◆ **Exercise instructions**
Resume the JusticeLens project write-up below, picking up after its final sentence.

◆ **Provided passage**
::::::::
JusticeLens

Inspiration

Boston has made police data publicly available through the Boston Police Index — but raw data alone doesn't tell a story. We were inspired by the gap between data availability and community understanding. Parents don't know which districts have the highest youth arrest rates. Advocates can't easily see whether misconduct complaints are being upheld. We wanted to close that gap using AI and data visualization to turn public records into actionable insight.

What it does

JusticeLens is a multi-page interactive dashboard that analyzes youth-police interactions in Boston across three datasets — arrests, misconduct complaints, and incidents. It surfaces where juvenile arrests are concentrated, reveals racial disparities in who gets arrested, tracks whether the accountability system responds to complaints, and uses Gemini AI to classify unstructured complaint narratives for youth involvement. Users can filter by district and year, toggle between juvenile and all-arrest views, and ask plain-English questions about the data.
::::::::
◆ **Information**
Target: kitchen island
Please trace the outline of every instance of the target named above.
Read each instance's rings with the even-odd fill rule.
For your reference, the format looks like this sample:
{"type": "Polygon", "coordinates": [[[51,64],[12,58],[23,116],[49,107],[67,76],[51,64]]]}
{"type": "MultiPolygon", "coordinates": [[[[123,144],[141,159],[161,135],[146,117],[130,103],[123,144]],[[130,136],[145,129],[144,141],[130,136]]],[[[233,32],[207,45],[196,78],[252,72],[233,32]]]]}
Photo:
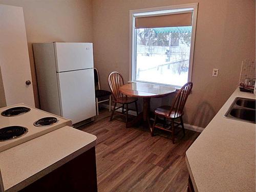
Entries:
{"type": "Polygon", "coordinates": [[[2,191],[96,191],[96,140],[66,126],[0,153],[2,191]]]}
{"type": "Polygon", "coordinates": [[[186,153],[196,191],[255,191],[255,124],[223,116],[236,97],[255,95],[238,88],[186,153]]]}

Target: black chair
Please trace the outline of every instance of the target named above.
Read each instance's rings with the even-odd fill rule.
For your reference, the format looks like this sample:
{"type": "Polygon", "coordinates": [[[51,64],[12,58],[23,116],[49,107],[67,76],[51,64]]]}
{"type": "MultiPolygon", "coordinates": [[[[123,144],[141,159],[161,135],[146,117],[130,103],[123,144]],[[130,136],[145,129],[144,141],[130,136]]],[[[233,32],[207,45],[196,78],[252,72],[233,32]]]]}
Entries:
{"type": "Polygon", "coordinates": [[[101,90],[100,89],[100,84],[99,83],[99,73],[98,70],[96,68],[94,68],[94,84],[95,86],[95,97],[96,104],[96,113],[97,115],[99,115],[99,103],[103,102],[109,101],[109,111],[111,111],[111,92],[101,90]],[[106,97],[109,97],[108,99],[103,99],[99,101],[99,99],[105,98],[106,97]]]}

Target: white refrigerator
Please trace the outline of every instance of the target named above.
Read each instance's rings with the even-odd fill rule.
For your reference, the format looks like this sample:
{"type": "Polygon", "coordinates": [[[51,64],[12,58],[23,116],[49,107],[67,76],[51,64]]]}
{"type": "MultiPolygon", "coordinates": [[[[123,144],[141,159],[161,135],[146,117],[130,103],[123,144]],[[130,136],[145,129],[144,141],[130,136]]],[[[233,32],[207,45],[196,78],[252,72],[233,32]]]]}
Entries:
{"type": "Polygon", "coordinates": [[[92,43],[33,44],[40,108],[71,119],[96,115],[92,43]]]}

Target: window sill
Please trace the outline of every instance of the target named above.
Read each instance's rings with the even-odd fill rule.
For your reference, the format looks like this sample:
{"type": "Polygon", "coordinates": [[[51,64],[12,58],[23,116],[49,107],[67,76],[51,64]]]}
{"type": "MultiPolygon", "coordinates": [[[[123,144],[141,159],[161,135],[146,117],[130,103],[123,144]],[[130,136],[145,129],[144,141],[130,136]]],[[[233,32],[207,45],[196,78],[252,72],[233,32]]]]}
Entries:
{"type": "Polygon", "coordinates": [[[165,87],[172,87],[175,88],[176,89],[177,91],[179,91],[180,90],[180,88],[181,88],[181,87],[177,87],[177,86],[170,86],[166,84],[160,84],[160,83],[154,83],[150,82],[142,82],[142,81],[128,81],[128,83],[131,83],[133,82],[138,82],[140,83],[145,83],[145,84],[153,84],[154,86],[165,86],[165,87]]]}

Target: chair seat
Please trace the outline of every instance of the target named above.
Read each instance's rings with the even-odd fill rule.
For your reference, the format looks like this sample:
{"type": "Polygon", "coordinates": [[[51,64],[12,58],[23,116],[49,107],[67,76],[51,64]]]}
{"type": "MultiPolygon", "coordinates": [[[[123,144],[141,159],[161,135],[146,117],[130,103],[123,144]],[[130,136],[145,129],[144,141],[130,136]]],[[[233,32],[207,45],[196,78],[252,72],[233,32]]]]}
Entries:
{"type": "Polygon", "coordinates": [[[122,104],[129,104],[135,102],[138,99],[135,97],[121,97],[115,100],[114,102],[122,104]]]}
{"type": "Polygon", "coordinates": [[[164,116],[167,118],[176,118],[180,117],[180,116],[177,116],[176,114],[176,116],[175,117],[175,111],[172,111],[170,113],[170,115],[169,116],[169,112],[172,108],[171,106],[164,105],[159,106],[155,110],[155,113],[158,115],[161,115],[164,116]]]}
{"type": "Polygon", "coordinates": [[[111,95],[111,92],[105,90],[95,90],[95,97],[99,98],[111,95]]]}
::::::::
◆ **Exercise result**
How we built it

We downloaded CSV exports directly from the Boston Police Index and Analyze Boston data portal. Each dataset was cleaned and processed using Python and pandas — standardizing district codes, parsing dates, creating derived fields like juvenile flags, school hours booleans, and charge severity categories. The most technically complex component was the misconduct complaint analysis. IAD complaint narratives are stored as unstructured PDF documents. We used Gemini AI API to extract and classify these narratives, identifying youth-involved complaints with structured output including confidence scores and key evidence phrases — replacing unreliable keyword matching with semantic understanding. Four Streamlit pages were built in parallel — one per dataset — with shared CSS styling, a common color system, and synchronized filters using Streamlit session state. Charts are built with Plotly Express. The app is deployed on a Vultr Ubuntu instance running behind a screen session on port 8501.

Challenges we ran into

The biggest challenge was the lack of shared keys between datasets. Arrests record civilian information only — no officer identifiers. Misconduct data had officer names completely null. This made direct row-level joins impossible, so we had to reframe our analysis around parallel storytelling rather than direct linkage. We also discovered that 9.4% of arrest records have no district field, and that gap grew from 263 records in 2020 to 2,637 in 2024 — a data quality issue we turned into a transparency finding.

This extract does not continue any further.